In full and without alteration, return the records below.

***

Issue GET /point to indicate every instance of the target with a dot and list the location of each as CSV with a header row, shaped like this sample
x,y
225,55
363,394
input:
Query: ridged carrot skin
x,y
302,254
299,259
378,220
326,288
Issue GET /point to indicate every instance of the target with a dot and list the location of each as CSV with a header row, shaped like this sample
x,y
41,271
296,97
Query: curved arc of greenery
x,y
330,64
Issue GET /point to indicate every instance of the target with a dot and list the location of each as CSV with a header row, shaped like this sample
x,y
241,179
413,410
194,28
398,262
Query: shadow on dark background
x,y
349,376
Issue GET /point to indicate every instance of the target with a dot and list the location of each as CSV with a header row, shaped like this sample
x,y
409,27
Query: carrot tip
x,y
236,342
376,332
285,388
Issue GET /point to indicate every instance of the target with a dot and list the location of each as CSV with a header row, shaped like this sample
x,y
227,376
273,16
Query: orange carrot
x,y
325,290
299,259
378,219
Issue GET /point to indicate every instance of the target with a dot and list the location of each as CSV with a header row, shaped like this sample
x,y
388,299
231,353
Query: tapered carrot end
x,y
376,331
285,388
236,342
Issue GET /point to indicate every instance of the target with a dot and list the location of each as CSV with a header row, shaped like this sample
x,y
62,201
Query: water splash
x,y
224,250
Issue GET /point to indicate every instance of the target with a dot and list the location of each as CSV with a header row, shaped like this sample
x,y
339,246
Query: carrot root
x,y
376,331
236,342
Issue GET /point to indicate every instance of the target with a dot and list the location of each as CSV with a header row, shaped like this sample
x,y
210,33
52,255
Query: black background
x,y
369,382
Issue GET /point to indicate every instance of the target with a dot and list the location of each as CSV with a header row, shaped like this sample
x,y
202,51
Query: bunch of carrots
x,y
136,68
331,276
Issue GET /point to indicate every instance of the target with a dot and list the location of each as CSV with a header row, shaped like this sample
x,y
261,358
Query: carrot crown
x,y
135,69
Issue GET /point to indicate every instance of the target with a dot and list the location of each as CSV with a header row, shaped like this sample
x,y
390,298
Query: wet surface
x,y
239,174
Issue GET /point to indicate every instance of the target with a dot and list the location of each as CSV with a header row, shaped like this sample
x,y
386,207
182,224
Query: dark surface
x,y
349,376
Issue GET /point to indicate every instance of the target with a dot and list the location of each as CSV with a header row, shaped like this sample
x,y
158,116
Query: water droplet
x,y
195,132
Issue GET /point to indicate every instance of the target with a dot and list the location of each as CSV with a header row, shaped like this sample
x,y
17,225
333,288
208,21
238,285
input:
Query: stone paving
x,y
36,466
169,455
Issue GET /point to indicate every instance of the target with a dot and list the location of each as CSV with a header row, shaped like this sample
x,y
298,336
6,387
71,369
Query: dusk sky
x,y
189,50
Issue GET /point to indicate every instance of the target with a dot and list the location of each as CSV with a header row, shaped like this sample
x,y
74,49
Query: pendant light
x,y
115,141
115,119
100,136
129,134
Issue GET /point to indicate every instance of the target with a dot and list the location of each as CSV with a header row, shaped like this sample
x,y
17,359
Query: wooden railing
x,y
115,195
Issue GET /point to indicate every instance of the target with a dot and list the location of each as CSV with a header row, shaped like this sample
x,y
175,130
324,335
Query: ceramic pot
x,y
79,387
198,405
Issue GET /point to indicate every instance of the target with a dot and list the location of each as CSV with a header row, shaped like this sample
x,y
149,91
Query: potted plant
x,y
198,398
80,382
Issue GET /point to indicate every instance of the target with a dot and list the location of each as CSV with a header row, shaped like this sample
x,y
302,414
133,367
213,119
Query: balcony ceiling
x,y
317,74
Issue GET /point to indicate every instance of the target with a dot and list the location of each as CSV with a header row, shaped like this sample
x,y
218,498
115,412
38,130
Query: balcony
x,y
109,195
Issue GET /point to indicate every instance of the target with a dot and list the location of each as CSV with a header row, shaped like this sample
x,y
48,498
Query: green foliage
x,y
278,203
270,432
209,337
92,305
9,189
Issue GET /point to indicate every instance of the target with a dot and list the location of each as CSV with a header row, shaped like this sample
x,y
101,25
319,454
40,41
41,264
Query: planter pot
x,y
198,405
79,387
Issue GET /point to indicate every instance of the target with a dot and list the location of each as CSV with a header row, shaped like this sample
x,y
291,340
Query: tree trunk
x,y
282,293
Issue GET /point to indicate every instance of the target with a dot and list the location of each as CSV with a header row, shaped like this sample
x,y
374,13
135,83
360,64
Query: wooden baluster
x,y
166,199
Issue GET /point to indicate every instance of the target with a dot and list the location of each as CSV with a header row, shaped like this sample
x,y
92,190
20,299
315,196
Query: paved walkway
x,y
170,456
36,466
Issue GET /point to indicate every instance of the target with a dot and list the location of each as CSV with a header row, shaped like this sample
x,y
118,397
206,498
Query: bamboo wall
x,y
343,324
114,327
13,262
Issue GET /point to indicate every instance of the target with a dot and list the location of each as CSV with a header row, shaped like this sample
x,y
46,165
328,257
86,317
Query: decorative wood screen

***

▸ Answer space:
Issue GET /point to indicate every instance of the target with a dot and list the location of each as CSV with a header row, shaped like this sample
x,y
225,55
363,394
input:
Query: ridged carrot skin
x,y
302,254
299,259
378,220
326,288
Issue GET /point to indicate every instance of the target with a dot and list the location of each as CSV with a header row, shaped like this sample
x,y
41,271
296,97
Query: curved arc of greenery
x,y
330,64
Issue GET /point to indicate every instance of the target with a dot and list the location of each as CSV with a header row, shaped like this sample
x,y
241,179
413,410
194,28
398,262
Query: shadow on dark background
x,y
349,376
Issue GET /point to indicate every instance of the target with a dot and list the location of each as CSV with a header row, shaped like this sample
x,y
409,27
Query: carrot tip
x,y
236,342
376,332
285,388
Issue GET /point to indicate every instance of the target with a dot and list the location of each as CSV with a header row, shaped like this sample
x,y
227,376
273,16
Query: orange carrot
x,y
325,290
299,259
378,219
Issue GET /point to indicate every instance of the target with a dot and list the location of each as CSV with a header row, shaped like this sample
x,y
388,299
231,353
Query: tapered carrot end
x,y
376,331
285,388
236,342
Issue GET /point to indicate every instance of the target with a dot and list the location of each as CSV with a header row, shaped like this sample
x,y
62,201
Query: water splash
x,y
224,250
Issue GET /point to indicate every instance of the target with a dot and list the location of each as CSV with a header row, shaped like this sample
x,y
339,246
Query: carrot root
x,y
376,331
236,342
Issue GET /point to indicate every instance of the target with a dot and list the location of each as CSV with a header row, shaped like this sample
x,y
210,33
52,255
Query: black background
x,y
369,382
Issue GET /point to indicate every instance of the target with a dot and list the location of each as CSV with a header row, shaped like this sample
x,y
202,51
Query: bunch of carrots
x,y
136,68
331,276
Issue GET /point to indicate every instance of the target with a dot and list the location of each as CSV with a header row, shaped like this sample
x,y
261,358
Query: carrot crown
x,y
135,69
Issue GET /point to indicate every instance of the target with a dot and list the location of each as CSV with a header row, shaped like this sample
x,y
390,298
Query: wet surface
x,y
239,174
Issue GET /point to indicate every instance of the target with a dot and list the location of each as CSV with a header row, shaped like this sample
x,y
386,207
182,224
Query: dark surface
x,y
349,376
Issue GET /point to indicate every instance of the target with a dot and list the location of each as CSV with a header row, shaped like this sample
x,y
158,116
Query: water droplet
x,y
195,132
Issue GET /point to indicate every instance of the target with a dot and list the location of each as CSV with a header row, shaped like this sample
x,y
17,225
333,288
208,21
238,285
input:
Query: stone paving
x,y
36,466
169,455
Issue GET /point to indicate every instance of the target with a dot and list the location of each as CSV with a header row, shaped like this sample
x,y
298,336
6,387
71,369
Query: dusk sky
x,y
189,50
Issue GET /point to indicate every instance of the target with a dot and list the location of each as CSV with a header row, shaped like this sample
x,y
74,49
Query: pendant light
x,y
115,141
115,119
100,136
129,134
Issue GET /point to indicate every instance of the target with a dot and list the location of each as CSV with a header row, shaped like this sample
x,y
17,359
Query: wooden railing
x,y
115,195
Issue GET /point to indicate every instance of the target with a dot and list the location of each as CSV with a header row, shaped like this sample
x,y
175,130
324,335
Query: ceramic pot
x,y
79,387
198,405
Issue GET /point to indicate every instance of the target with a dot and list the location of each as CSV with a header row, shaped like this sample
x,y
149,91
Query: potted plant
x,y
198,398
80,382
Issue GET /point to indicate every instance of the target with a dot and list the location of each as CSV with a header row, shaped like this sample
x,y
302,414
133,367
213,119
Query: balcony ceiling
x,y
317,74
Issue GET /point to indicate every instance of the target with a dot and list the location of each as CSV with a header row, shaped like this sample
x,y
218,498
115,412
38,130
Query: balcony
x,y
109,195
Issue GET /point to indicate every instance of the target with a dot and list the location of each as CSV with a header row, shaped like this sample
x,y
48,498
Query: green foliage
x,y
278,203
270,432
209,337
92,305
9,189
Issue GET /point to indicate every instance of the target with a dot and list the location of each as CSV with a header row, shaped like this sample
x,y
101,25
319,454
40,41
41,264
Query: planter pot
x,y
198,405
79,387
Issue GET /point to indicate every instance of the target with a dot and list the location of each as CSV with a header row, shaped like this sample
x,y
291,340
Query: tree trunk
x,y
282,293
Issue GET /point to indicate every instance of the target with a dot and list the location of each as CSV with a header row, shaped like this sample
x,y
374,13
135,83
360,64
Query: wooden baluster
x,y
166,199
Issue GET /point to indicate every instance of the target with a dot and list the location of each as CSV with a header row, shaped like this sample
x,y
92,190
20,299
315,196
Query: paved walkway
x,y
170,456
36,466
Issue GET /point to indicate every instance of the target with a dot and list the location of each as CSV with a header row, shaped like this sample
x,y
118,397
206,498
Query: bamboo wall
x,y
343,324
114,327
13,262
Issue GET /point to indicate every instance of the target with a dot and list the location of each as CSV with a header row, shaped like this sample
x,y
46,165
328,257
86,317
Query: decorative wood screen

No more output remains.